[Begin Quoted passage]

Since before the season started Indiana head coach Archie Miller has repeatedly stated that the depth and balance on this 2019-20 Indiana basketball team was perhaps its greatest strength.
But at IU’s media day in late September, Miller also said this:
“As the head coach, I look at our point guards in a very different manner than I do all other positions. I think it’s the most important position on the team,” Miller said.
Depth is one thing, but a steady point guard is just as critical. Indiana’s players understand this very well, and they recognize what an asset sophomore point guard Rob Phinisee can be when he is healthy.
“Rob is a great player,” junior forward Justin Smith said on Tuesday night. “He really adds a lot to our team offensively and defensively and we missed him the past couple games.”
Tuesday night in New York, finally, it all came together.
“This is the first time all season we’ve had all eleven (scholarship players) available,” Miller said after the win over UConn.
While most of his depth has been available throughout the first ten games, there has been a major void in the backcourt — and that has been about more than just missing the most important position on the team, as Miller put it.
With Phinisee out the four prior games, and hobbled since early October, the Hoosiers have been down to three and sometimes even fewer scholarship guards early in the season.
Phinisee returned on Tuesday night in New York, and the timing could not have been better.
“It helped tonight to have Rob and Armaan (Franklin) and a lot of different guys at the guard spot because it wasn’t an easy game to play if you were a guard because there was a lot of pressure,” Miller said.
While Miller has been consistent with his claim that he has a deep group, the full potential hadn’t really been seen or realized with Phinisee along with others dealing with nagging bumps and bruises.
With all eleven available on Tuesday, flashes of this team’s potential emerged.

[End Quoted passage]
[Begin Dataset records]

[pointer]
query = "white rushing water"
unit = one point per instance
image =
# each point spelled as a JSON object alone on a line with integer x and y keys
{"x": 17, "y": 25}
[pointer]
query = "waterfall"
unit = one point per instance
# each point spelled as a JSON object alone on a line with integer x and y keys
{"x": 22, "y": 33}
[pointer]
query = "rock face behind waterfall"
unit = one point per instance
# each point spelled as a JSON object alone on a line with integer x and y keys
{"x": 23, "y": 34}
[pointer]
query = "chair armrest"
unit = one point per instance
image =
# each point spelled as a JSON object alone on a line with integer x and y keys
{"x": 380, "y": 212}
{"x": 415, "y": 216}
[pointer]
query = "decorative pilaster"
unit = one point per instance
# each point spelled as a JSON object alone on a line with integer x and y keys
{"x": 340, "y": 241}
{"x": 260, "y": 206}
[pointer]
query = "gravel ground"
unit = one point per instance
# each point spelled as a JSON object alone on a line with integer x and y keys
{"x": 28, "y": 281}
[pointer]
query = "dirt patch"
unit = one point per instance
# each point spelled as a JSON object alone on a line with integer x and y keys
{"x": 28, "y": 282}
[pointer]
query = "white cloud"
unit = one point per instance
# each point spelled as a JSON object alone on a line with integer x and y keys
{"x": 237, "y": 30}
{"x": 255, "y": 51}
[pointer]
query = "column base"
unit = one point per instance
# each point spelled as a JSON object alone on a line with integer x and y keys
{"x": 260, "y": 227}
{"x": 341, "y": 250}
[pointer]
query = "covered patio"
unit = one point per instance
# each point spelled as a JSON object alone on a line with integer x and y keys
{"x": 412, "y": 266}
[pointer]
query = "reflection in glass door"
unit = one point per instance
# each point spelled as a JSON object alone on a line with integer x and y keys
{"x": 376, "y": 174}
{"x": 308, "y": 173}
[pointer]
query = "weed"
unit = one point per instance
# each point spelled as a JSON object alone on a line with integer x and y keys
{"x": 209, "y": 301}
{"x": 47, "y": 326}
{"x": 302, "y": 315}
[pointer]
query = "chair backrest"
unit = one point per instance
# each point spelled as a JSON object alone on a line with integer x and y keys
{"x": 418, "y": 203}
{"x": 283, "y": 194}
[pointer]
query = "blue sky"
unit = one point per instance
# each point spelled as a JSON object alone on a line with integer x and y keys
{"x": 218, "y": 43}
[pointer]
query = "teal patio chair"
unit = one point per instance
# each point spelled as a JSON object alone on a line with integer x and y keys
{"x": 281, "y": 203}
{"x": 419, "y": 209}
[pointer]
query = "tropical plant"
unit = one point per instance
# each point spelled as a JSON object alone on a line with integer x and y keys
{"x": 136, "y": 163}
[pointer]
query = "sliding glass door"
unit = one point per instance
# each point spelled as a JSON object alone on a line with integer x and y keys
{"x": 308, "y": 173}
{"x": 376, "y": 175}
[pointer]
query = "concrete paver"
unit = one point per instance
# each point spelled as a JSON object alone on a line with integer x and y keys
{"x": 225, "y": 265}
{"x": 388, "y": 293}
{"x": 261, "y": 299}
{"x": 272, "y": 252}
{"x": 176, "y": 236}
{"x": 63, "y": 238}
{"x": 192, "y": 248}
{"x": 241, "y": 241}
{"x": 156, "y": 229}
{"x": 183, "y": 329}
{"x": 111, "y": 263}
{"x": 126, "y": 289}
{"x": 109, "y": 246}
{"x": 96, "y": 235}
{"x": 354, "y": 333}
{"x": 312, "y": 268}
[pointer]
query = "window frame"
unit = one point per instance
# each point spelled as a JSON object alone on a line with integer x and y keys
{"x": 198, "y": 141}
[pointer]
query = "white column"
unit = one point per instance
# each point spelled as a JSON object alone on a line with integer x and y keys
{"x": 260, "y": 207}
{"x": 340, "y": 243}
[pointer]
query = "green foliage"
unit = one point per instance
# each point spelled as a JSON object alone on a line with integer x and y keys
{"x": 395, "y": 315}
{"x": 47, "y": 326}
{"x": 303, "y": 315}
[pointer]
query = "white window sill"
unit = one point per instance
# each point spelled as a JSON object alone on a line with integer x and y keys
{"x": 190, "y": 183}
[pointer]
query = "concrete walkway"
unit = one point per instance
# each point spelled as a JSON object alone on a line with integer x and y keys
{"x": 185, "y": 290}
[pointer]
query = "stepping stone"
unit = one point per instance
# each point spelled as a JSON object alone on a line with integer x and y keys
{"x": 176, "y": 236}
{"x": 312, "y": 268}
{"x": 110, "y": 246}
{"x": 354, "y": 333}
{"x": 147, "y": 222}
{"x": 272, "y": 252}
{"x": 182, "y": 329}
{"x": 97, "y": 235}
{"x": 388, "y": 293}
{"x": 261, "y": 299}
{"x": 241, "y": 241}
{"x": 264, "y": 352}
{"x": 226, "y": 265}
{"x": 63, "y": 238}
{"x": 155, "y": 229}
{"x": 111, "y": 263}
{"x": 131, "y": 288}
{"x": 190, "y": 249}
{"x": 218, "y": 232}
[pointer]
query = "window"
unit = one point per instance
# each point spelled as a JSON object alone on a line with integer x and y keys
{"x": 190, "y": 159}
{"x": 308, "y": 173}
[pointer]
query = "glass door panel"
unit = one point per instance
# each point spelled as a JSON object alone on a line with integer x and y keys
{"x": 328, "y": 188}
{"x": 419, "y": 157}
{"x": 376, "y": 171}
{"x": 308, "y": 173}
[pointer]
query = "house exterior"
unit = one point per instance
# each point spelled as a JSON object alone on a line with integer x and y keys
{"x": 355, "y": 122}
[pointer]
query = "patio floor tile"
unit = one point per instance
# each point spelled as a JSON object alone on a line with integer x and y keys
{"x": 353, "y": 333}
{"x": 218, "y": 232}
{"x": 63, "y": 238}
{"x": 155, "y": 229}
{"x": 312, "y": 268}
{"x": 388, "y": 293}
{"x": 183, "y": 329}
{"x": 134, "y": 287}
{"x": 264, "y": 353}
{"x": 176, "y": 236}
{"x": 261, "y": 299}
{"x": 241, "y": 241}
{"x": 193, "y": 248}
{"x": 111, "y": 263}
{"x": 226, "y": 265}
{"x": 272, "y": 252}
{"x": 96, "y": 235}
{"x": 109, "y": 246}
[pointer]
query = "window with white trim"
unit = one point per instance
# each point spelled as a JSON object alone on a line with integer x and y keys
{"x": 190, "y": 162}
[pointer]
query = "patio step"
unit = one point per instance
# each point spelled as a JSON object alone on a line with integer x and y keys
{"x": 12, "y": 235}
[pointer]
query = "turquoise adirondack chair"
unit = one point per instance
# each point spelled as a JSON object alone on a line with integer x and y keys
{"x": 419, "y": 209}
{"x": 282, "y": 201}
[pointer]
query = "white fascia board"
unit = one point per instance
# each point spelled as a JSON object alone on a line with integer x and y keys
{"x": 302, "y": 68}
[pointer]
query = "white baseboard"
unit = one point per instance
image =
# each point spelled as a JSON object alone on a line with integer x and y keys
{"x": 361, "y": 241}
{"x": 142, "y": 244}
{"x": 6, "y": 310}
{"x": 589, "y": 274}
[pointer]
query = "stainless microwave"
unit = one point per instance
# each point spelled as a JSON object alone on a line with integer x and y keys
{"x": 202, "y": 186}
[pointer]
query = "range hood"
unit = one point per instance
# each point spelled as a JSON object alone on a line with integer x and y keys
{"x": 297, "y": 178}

[End Dataset records]

What you will do =
Return the full article above on Rob Phinisee's return to Indiana's lineup, word for word.

Reply to the exercise =
Since before the season started Indiana head coach Archie Miller has repeatedly stated that the depth and balance on this 2019-20 Indiana basketball team was perhaps its greatest strength.
But at IU’s media day in late September, Miller also said this:
“As the head coach, I look at our point guards in a very different manner than I do all other positions. I think it’s the most important position on the team,” Miller said.
Depth is one thing, but a steady point guard is just as critical. Indiana’s players understand this very well, and they recognize what an asset sophomore point guard Rob Phinisee can be when he is healthy.
“Rob is a great player,” junior forward Justin Smith said on Tuesday night. “He really adds a lot to our team offensively and defensively and we missed him the past couple games.”
Tuesday night in New York, finally, it all came together.
“This is the first time all season we’ve had all eleven (scholarship players) available,” Miller said after the win over UConn.
While most of his depth has been available throughout the first ten games, there has been a major void in the backcourt — and that has been about more than just missing the most important position on the team, as Miller put it.
With Phinisee out the four prior games, and hobbled since early October, the Hoosiers have been down to three and sometimes even fewer scholarship guards early in the season.
Phinisee returned on Tuesday night in New York, and the timing could not have been better.
“It helped tonight to have Rob and Armaan (Franklin) and a lot of different guys at the guard spot because it wasn’t an easy game to play if you were a guard because there was a lot of pressure,” Miller said.
While Miller has been consistent with his claim that he has a deep group, the full potential hadn’t really been seen or realized with Phinisee along with others dealing with nagging bumps and bruises.
With all eleven available on Tuesday, flashes of this team’s potential emerged.